Count how many lines in the listing below contain the word "patterned". Reply with the number alone.

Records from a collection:
---+---

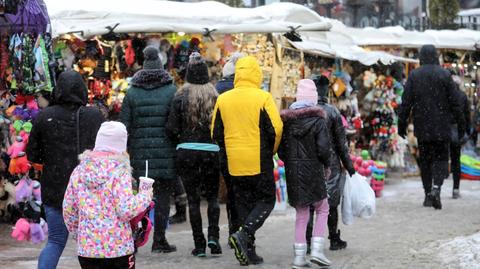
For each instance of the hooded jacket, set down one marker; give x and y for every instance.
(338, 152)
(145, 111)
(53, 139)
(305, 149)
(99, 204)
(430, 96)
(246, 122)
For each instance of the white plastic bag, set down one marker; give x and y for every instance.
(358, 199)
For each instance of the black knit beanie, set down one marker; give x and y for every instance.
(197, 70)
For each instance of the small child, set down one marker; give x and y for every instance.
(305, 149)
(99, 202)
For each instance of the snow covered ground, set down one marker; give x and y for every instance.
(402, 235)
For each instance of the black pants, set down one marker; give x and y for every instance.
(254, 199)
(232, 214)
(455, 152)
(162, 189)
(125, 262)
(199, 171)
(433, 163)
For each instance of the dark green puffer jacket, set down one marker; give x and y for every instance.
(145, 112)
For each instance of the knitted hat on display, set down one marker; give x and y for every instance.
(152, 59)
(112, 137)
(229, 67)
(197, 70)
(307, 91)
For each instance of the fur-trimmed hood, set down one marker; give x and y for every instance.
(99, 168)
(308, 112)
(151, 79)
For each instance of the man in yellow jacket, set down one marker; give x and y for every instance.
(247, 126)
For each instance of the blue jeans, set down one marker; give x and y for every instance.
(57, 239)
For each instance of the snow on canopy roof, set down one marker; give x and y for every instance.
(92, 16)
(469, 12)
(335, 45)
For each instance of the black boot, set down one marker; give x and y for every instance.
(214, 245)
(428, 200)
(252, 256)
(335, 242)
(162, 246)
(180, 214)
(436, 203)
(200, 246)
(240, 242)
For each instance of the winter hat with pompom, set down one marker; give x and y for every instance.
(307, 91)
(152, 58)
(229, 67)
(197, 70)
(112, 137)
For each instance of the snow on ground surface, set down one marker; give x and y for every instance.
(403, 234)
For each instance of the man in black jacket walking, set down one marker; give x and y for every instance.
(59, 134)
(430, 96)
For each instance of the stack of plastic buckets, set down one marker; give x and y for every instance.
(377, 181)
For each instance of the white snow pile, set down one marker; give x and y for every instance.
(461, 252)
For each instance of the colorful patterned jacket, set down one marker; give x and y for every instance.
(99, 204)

---+---

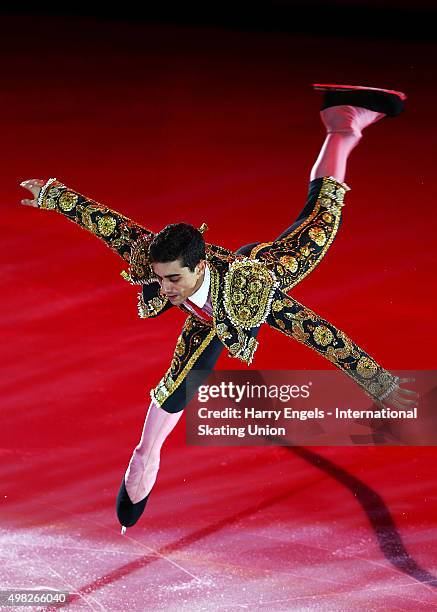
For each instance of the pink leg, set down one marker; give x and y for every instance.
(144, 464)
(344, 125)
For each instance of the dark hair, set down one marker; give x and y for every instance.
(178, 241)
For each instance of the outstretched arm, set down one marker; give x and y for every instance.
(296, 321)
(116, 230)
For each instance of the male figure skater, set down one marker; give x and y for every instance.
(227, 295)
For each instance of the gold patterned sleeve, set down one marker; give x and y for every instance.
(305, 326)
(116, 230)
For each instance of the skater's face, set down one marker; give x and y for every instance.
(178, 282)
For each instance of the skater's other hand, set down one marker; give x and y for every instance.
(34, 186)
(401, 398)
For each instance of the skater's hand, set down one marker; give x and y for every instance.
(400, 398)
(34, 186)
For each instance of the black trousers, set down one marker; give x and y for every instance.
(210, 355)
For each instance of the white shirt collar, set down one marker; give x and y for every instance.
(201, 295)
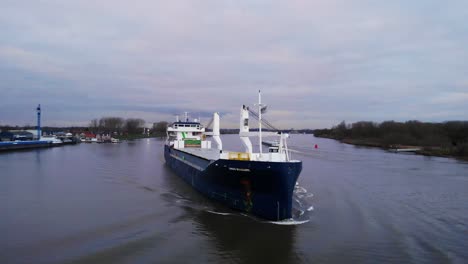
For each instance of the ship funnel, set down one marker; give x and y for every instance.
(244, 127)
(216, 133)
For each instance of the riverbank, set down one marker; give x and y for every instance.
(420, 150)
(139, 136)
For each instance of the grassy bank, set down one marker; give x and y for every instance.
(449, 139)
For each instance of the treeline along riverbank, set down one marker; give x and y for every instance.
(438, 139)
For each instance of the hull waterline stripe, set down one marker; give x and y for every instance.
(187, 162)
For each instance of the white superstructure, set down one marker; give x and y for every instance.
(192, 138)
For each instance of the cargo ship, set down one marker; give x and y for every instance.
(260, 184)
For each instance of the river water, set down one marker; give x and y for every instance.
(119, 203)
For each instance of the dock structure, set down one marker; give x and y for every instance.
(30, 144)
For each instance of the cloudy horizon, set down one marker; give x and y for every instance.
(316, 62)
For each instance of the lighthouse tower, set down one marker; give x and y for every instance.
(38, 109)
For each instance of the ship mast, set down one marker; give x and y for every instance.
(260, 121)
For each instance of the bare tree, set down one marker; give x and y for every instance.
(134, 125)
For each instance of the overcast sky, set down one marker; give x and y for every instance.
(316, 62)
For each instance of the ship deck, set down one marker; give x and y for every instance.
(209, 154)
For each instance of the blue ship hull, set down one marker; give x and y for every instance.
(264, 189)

---+---

> [Output for this task]: 2